:: Stored records
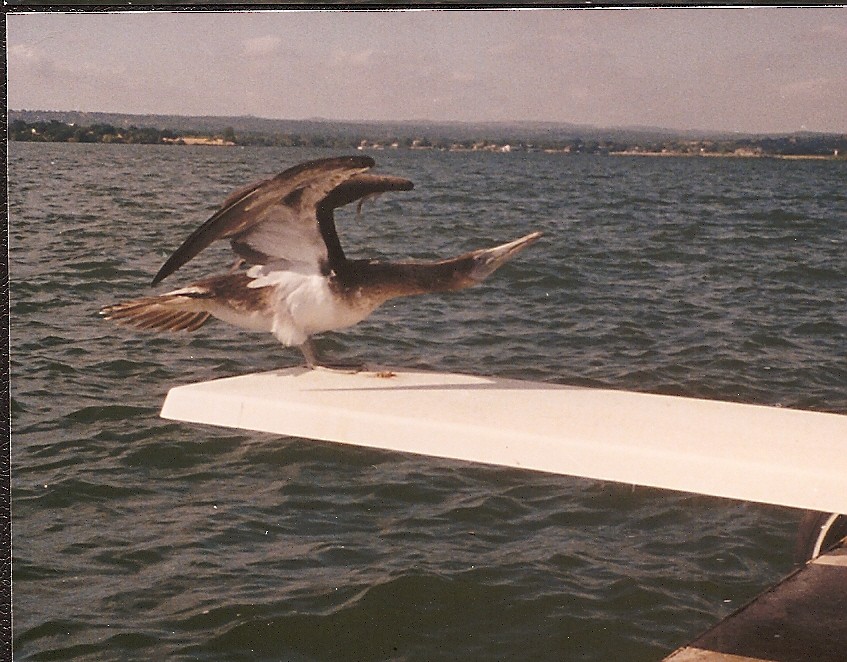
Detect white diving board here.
[161,368,847,514]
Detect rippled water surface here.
[9,143,847,660]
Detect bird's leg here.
[299,338,318,370]
[299,338,365,372]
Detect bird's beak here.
[468,232,541,283]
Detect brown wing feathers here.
[100,295,210,331]
[152,156,375,285]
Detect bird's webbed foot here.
[300,338,367,374]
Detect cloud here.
[242,35,282,57]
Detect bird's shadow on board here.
[269,366,586,392]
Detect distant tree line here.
[9,120,177,144]
[9,119,847,158]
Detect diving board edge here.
[161,368,847,513]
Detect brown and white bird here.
[100,156,541,367]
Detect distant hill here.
[8,110,847,159]
[9,110,728,142]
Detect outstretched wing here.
[153,156,412,285]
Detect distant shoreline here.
[8,111,847,160]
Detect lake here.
[9,142,847,661]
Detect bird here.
[100,155,541,369]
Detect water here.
[9,143,847,660]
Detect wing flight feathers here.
[152,156,378,285]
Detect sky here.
[7,7,847,133]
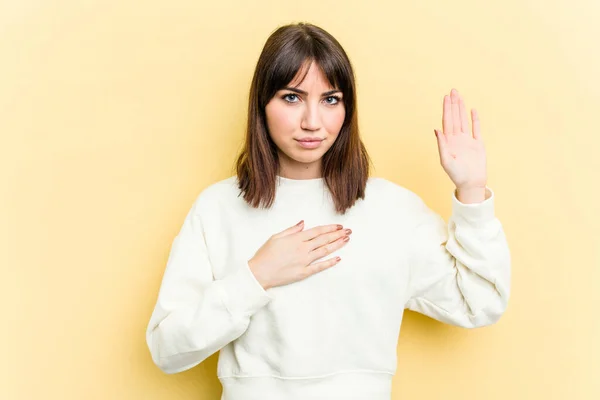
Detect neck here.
[277,155,323,180]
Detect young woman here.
[147,24,510,400]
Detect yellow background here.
[0,0,600,400]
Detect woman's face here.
[265,62,346,179]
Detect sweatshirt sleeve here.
[146,195,271,374]
[406,188,511,328]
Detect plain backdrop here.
[0,0,600,400]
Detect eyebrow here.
[283,86,342,96]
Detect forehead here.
[288,61,334,89]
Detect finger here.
[308,236,350,262]
[299,224,343,241]
[458,96,470,133]
[471,109,481,139]
[442,95,453,134]
[302,257,342,278]
[306,229,352,251]
[450,89,460,134]
[434,129,447,165]
[273,220,304,238]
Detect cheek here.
[325,107,346,135]
[265,104,295,136]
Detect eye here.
[281,93,298,103]
[325,96,341,106]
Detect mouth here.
[295,138,324,149]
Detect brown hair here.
[235,23,371,214]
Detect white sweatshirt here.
[146,176,510,400]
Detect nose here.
[300,104,321,131]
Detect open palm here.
[435,89,487,189]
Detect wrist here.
[248,258,271,290]
[455,186,487,204]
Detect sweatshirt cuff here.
[220,262,272,316]
[452,186,495,225]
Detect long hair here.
[235,23,371,214]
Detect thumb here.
[274,220,304,237]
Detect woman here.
[147,24,510,400]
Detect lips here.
[296,138,323,143]
[296,138,324,149]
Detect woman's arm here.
[406,188,511,328]
[146,196,271,373]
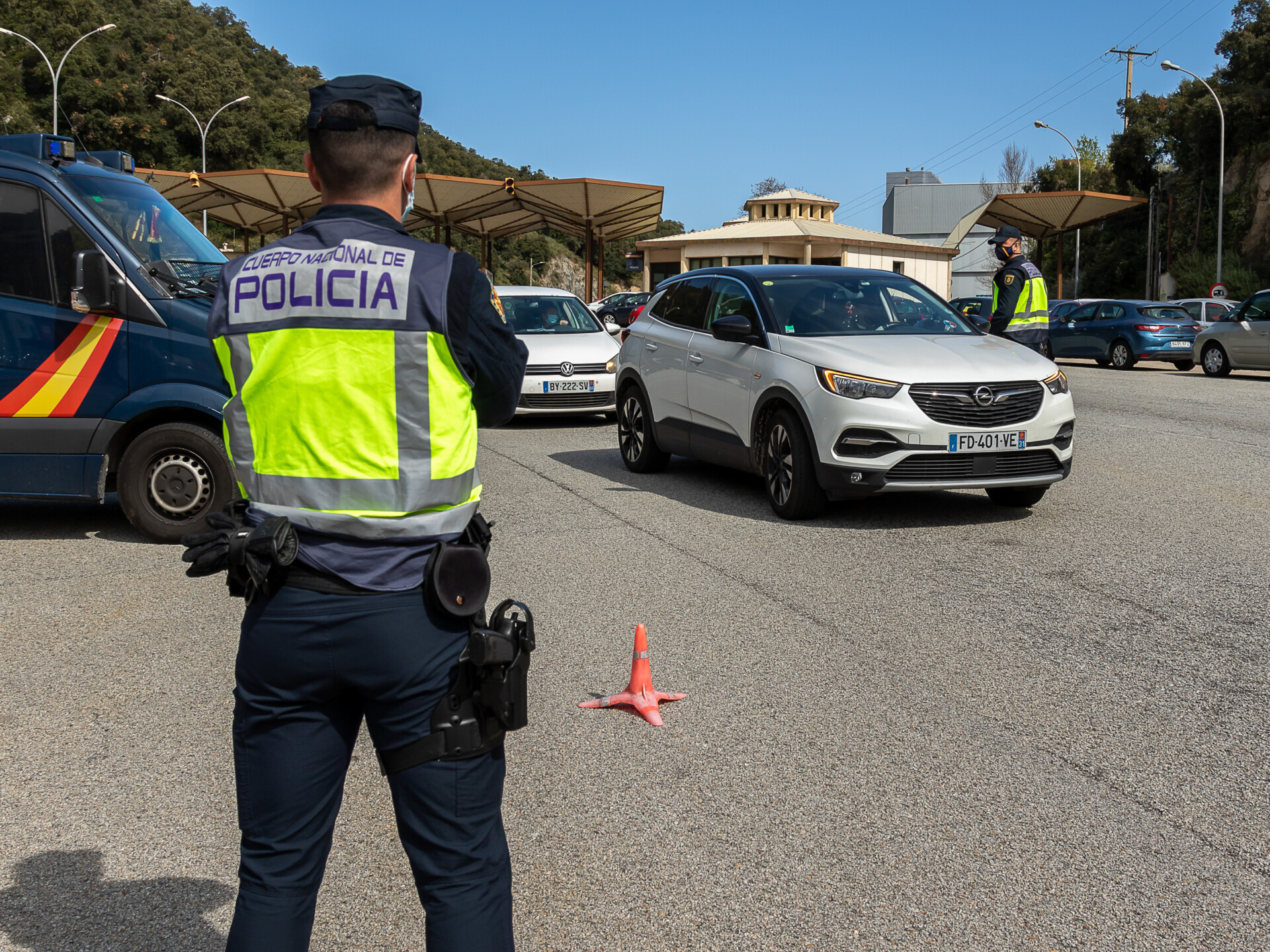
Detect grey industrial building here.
[881,169,1008,297]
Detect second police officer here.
[988,225,1050,357]
[187,76,527,952]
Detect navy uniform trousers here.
[228,586,513,952]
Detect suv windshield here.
[762,274,978,338]
[503,294,603,334]
[62,174,225,262]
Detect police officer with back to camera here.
[183,76,532,952]
[988,225,1050,357]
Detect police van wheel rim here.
[763,422,794,505]
[617,393,644,462]
[146,450,216,519]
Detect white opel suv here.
[616,265,1076,519]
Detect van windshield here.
[762,274,978,338]
[62,174,225,262]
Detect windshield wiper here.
[146,259,225,299]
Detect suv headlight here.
[816,367,904,400]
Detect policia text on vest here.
[187,76,533,952]
[988,226,1049,356]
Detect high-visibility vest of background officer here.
[208,76,527,952]
[988,225,1049,356]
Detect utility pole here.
[1107,44,1160,132]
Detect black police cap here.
[308,76,423,136]
[988,225,1024,245]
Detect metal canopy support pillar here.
[581,221,595,305]
[1058,231,1063,301]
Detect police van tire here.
[617,385,671,472]
[761,407,828,519]
[988,486,1049,509]
[117,422,237,542]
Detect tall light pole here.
[1033,119,1081,298]
[0,23,114,136]
[1160,60,1226,284]
[155,93,251,235]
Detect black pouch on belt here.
[423,513,491,619]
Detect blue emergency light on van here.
[0,134,236,542]
[0,132,75,163]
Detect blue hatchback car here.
[1049,301,1201,371]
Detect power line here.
[837,0,1224,225]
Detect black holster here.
[374,599,536,775]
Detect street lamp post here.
[155,93,251,235]
[1160,60,1226,284]
[1033,119,1081,298]
[0,23,114,136]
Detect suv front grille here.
[886,450,1063,483]
[521,389,616,410]
[908,379,1045,426]
[525,363,605,377]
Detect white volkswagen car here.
[495,286,617,414]
[617,265,1076,519]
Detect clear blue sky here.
[228,0,1233,230]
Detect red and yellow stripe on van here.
[0,313,123,416]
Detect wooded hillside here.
[0,0,683,290]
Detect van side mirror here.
[71,251,119,315]
[710,313,763,344]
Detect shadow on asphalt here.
[551,447,1044,530]
[0,849,233,952]
[0,493,153,546]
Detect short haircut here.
[309,99,415,196]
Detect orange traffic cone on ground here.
[578,625,687,727]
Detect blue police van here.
[0,134,237,542]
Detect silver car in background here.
[1191,288,1270,377]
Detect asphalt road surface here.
[0,363,1270,952]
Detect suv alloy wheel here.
[617,385,671,472]
[1111,339,1138,371]
[762,407,828,519]
[1200,344,1230,377]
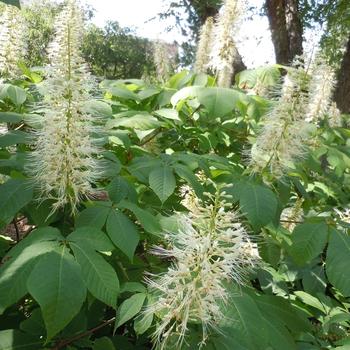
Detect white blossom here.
[210,0,242,87]
[327,102,343,128]
[306,59,336,122]
[32,0,99,211]
[250,67,312,178]
[0,5,27,78]
[145,189,259,349]
[153,40,174,82]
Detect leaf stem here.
[51,317,115,350]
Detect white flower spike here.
[0,5,27,79]
[210,0,242,87]
[145,185,259,349]
[32,1,99,212]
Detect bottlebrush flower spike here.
[145,188,259,349]
[153,40,173,82]
[250,63,310,178]
[195,17,214,73]
[0,5,26,78]
[306,59,336,122]
[32,1,99,211]
[210,0,242,87]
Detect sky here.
[83,0,274,68]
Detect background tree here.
[265,0,303,64]
[83,22,155,79]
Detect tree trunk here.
[334,38,350,113]
[265,0,303,64]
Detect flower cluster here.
[250,63,310,178]
[33,0,98,211]
[153,40,174,82]
[210,0,242,87]
[306,59,336,122]
[145,185,259,349]
[0,5,27,78]
[327,102,343,128]
[195,17,214,73]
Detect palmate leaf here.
[288,222,328,265]
[0,179,33,224]
[149,166,176,203]
[27,246,86,340]
[0,227,63,314]
[0,241,58,314]
[232,182,277,230]
[0,329,43,350]
[106,210,140,261]
[326,229,350,297]
[70,241,119,308]
[115,293,146,329]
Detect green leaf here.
[0,112,23,124]
[71,242,119,308]
[20,308,46,336]
[115,293,146,329]
[234,183,277,230]
[171,86,249,118]
[134,314,153,335]
[85,100,113,118]
[119,201,162,235]
[149,166,176,203]
[326,229,350,297]
[0,329,43,350]
[27,246,86,340]
[106,113,162,130]
[106,176,129,203]
[254,295,311,332]
[174,164,204,197]
[106,210,140,261]
[225,294,268,350]
[288,222,328,265]
[120,282,147,293]
[0,179,33,222]
[67,226,115,252]
[294,290,328,314]
[75,206,111,229]
[0,130,31,148]
[108,85,140,101]
[92,337,115,350]
[1,85,27,106]
[0,241,58,314]
[154,108,181,121]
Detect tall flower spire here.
[250,63,310,178]
[145,188,259,349]
[0,5,26,78]
[195,17,214,73]
[33,0,98,211]
[306,59,336,122]
[153,40,173,82]
[210,0,242,87]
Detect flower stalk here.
[33,0,99,212]
[145,188,259,349]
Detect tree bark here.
[334,38,350,113]
[265,0,303,64]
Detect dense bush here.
[0,1,350,350]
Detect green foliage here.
[0,63,350,350]
[83,22,154,79]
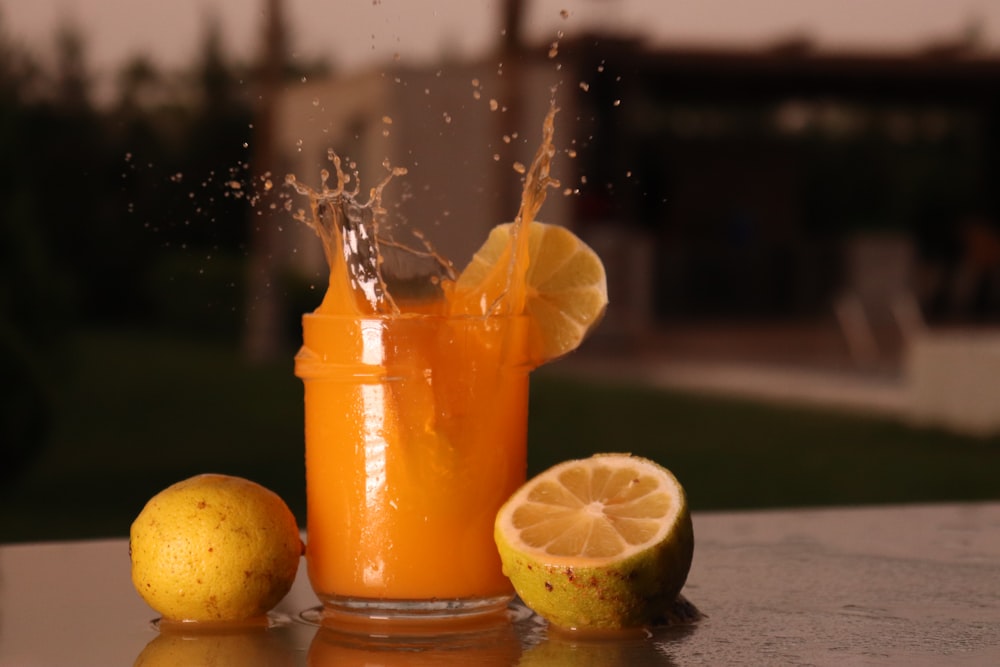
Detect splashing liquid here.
[285,101,559,316]
[288,100,557,614]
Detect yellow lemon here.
[494,454,694,630]
[129,474,303,621]
[456,222,608,363]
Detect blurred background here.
[0,0,1000,541]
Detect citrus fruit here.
[494,454,694,630]
[129,474,303,621]
[456,222,608,363]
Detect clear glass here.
[295,313,529,620]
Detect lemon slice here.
[494,454,694,629]
[456,222,608,363]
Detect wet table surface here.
[0,503,1000,667]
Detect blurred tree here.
[0,17,69,488]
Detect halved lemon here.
[494,454,694,629]
[455,222,608,364]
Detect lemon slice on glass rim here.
[455,222,608,364]
[494,454,694,630]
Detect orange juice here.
[290,102,568,616]
[296,313,529,607]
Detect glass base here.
[319,594,514,626]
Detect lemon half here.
[494,454,694,629]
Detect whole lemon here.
[129,474,303,621]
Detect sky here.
[0,0,1000,81]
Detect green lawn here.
[0,332,1000,542]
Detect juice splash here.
[286,100,559,316]
[288,100,572,613]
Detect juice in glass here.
[290,109,555,618]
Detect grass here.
[0,332,1000,542]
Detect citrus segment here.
[451,222,608,363]
[494,454,694,628]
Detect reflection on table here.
[0,503,1000,667]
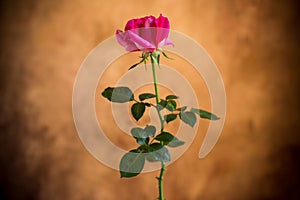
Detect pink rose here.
[116,14,174,52]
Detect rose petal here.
[125,19,136,31]
[116,30,139,51]
[158,38,174,48]
[156,14,170,46]
[127,30,155,51]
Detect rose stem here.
[150,52,165,200]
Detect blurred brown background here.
[0,0,300,200]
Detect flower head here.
[116,14,174,52]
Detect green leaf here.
[166,95,179,100]
[146,143,171,162]
[157,100,168,110]
[144,125,156,137]
[176,106,187,112]
[119,149,145,178]
[155,132,184,147]
[191,108,220,120]
[164,114,177,123]
[162,51,173,60]
[101,87,134,103]
[139,93,156,101]
[166,100,177,112]
[180,111,197,127]
[131,103,146,121]
[167,138,184,148]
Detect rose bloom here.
[116,14,174,52]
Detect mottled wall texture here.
[0,0,300,200]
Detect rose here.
[116,14,174,52]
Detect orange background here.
[0,0,300,200]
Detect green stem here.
[150,54,165,200]
[158,162,165,200]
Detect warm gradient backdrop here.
[0,0,300,200]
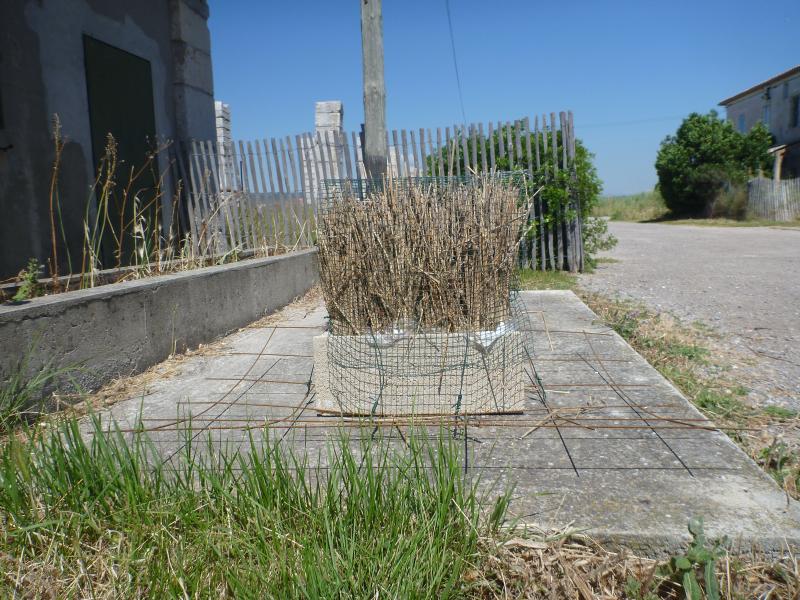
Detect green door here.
[83,35,159,268]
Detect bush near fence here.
[188,112,584,271]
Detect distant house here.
[0,0,215,280]
[719,65,800,179]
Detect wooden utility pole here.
[359,0,388,179]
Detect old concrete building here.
[719,65,800,178]
[0,0,216,279]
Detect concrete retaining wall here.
[0,250,318,396]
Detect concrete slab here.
[81,291,800,554]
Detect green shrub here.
[708,184,748,221]
[427,125,617,254]
[656,111,772,216]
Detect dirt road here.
[581,222,800,410]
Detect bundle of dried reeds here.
[317,177,528,335]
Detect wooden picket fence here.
[184,112,584,271]
[747,177,800,221]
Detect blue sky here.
[209,0,800,194]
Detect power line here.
[581,115,686,129]
[444,0,467,127]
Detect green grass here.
[0,419,507,598]
[592,192,668,221]
[519,269,578,290]
[0,341,76,434]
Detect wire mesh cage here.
[315,177,530,415]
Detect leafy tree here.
[656,110,772,215]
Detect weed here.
[519,269,578,290]
[763,406,798,421]
[658,517,725,600]
[0,340,74,433]
[592,192,668,221]
[12,258,43,302]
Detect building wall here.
[0,0,214,279]
[726,75,800,178]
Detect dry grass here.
[318,178,527,335]
[465,536,800,600]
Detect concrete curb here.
[0,249,319,390]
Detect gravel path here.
[580,222,800,410]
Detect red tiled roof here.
[719,65,800,106]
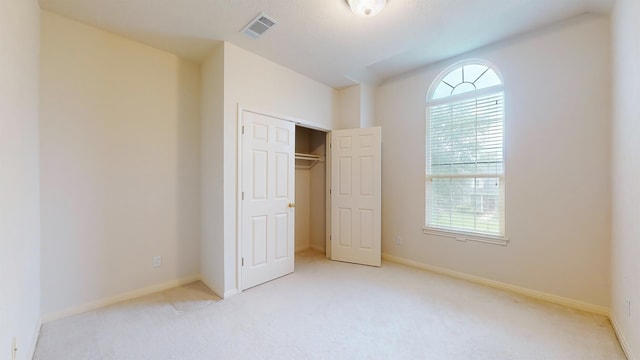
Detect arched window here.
[425,61,505,240]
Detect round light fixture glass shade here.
[347,0,387,17]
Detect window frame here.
[422,59,509,246]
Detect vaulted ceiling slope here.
[40,0,614,88]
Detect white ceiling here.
[40,0,614,88]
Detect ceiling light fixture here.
[347,0,387,17]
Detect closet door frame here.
[236,104,332,293]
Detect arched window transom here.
[425,61,506,241]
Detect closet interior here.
[295,126,327,253]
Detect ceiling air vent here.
[241,13,277,39]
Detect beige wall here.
[376,16,612,311]
[200,44,224,296]
[0,0,40,360]
[203,43,333,295]
[40,12,200,317]
[611,0,640,360]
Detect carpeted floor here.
[35,251,625,360]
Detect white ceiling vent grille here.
[241,13,277,39]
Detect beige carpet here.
[35,252,625,360]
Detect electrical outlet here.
[11,338,18,360]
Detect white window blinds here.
[425,89,505,236]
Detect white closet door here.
[331,127,382,266]
[241,111,295,290]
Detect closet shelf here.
[295,153,323,169]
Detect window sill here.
[422,227,509,246]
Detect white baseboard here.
[42,275,201,323]
[382,254,610,317]
[223,289,238,299]
[311,244,325,253]
[609,316,640,360]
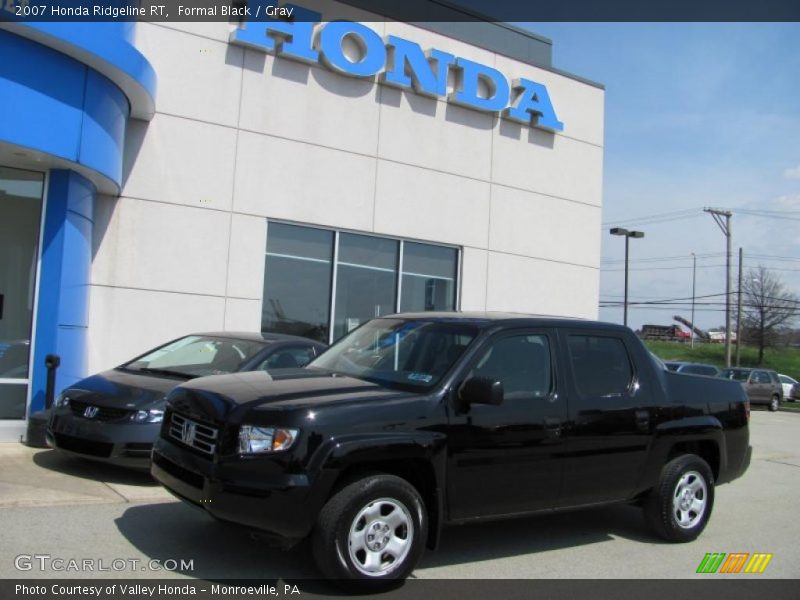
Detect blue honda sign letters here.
[230,15,564,131]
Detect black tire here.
[644,454,714,542]
[769,394,781,412]
[312,473,428,581]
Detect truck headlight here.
[239,425,297,454]
[131,408,164,423]
[55,392,69,408]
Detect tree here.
[742,265,800,365]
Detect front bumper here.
[46,411,161,470]
[150,439,333,544]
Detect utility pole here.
[703,208,733,367]
[608,227,644,327]
[736,248,744,367]
[690,252,697,350]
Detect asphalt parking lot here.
[0,411,800,579]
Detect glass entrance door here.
[0,167,44,419]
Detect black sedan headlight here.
[131,408,164,423]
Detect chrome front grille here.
[169,412,219,454]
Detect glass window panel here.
[267,223,333,263]
[0,383,28,419]
[261,223,333,342]
[400,242,458,312]
[334,233,399,339]
[0,167,44,419]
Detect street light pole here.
[736,248,744,367]
[690,252,697,350]
[703,208,733,367]
[608,227,644,327]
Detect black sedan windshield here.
[122,335,264,377]
[309,319,478,389]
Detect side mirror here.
[458,377,503,408]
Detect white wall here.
[84,16,603,371]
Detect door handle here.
[544,417,561,438]
[636,410,650,431]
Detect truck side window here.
[568,335,633,398]
[470,335,552,399]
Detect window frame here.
[261,218,464,345]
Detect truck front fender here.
[308,431,447,548]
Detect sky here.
[517,23,800,329]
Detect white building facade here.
[0,1,604,432]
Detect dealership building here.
[0,5,604,440]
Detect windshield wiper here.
[129,367,194,379]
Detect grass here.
[645,340,800,412]
[645,340,800,380]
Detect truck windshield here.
[307,319,478,391]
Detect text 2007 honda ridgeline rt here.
[152,313,750,579]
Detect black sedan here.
[47,332,326,469]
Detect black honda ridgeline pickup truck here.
[152,313,751,580]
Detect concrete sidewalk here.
[0,442,175,508]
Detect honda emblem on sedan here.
[181,420,197,446]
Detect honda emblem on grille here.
::::
→ Aim of the exercise
Reproduce, without alteration, the lines of the records from the line containing "Detect juice in glass here." through the line containing "[0,250,318,396]", both included. Omit the picture markers from your reproduction.

→ Written answer
Detect juice in glass here.
[290,109,555,618]
Detect grass here.
[0,332,1000,542]
Detect citrus segment here.
[451,222,608,363]
[494,454,694,628]
Detect reflection on table here.
[0,503,1000,667]
Detect pink rose here.
[116,14,174,52]
Detect rose petal here.
[125,19,136,31]
[116,30,139,51]
[158,38,174,48]
[156,14,170,46]
[127,30,155,51]
Detect rose stem here.
[150,52,165,200]
Detect blurred brown background here.
[0,0,300,200]
Detect flower head here.
[116,14,174,52]
Detect green leaf here.
[166,95,179,100]
[146,143,171,162]
[157,100,168,110]
[144,125,156,137]
[176,106,187,112]
[119,149,145,178]
[155,132,184,147]
[191,108,220,120]
[164,114,177,123]
[162,51,173,60]
[101,87,134,103]
[139,93,156,101]
[166,100,177,112]
[180,111,197,127]
[131,103,146,121]
[167,138,184,148]
Detect rose bloom here.
[116,14,174,52]
Detect mottled wall texture here.
[0,0,300,200]
Detect rose here.
[116,14,174,52]
Detect orange background here.
[0,0,300,200]
Detect green stem here.
[150,54,165,200]
[158,162,165,200]
Detect warm gradient backdrop here.
[0,0,300,200]
Detect green door here.
[83,35,159,268]
Detect bush near fence here.
[188,112,584,271]
Detect distant house here.
[0,0,215,280]
[719,65,800,179]
Detect wooden utility pole here.
[359,0,388,179]
Detect old concrete building here.
[719,65,800,178]
[0,0,216,279]
Detect concrete retaining wall here.
[0,250,318,396]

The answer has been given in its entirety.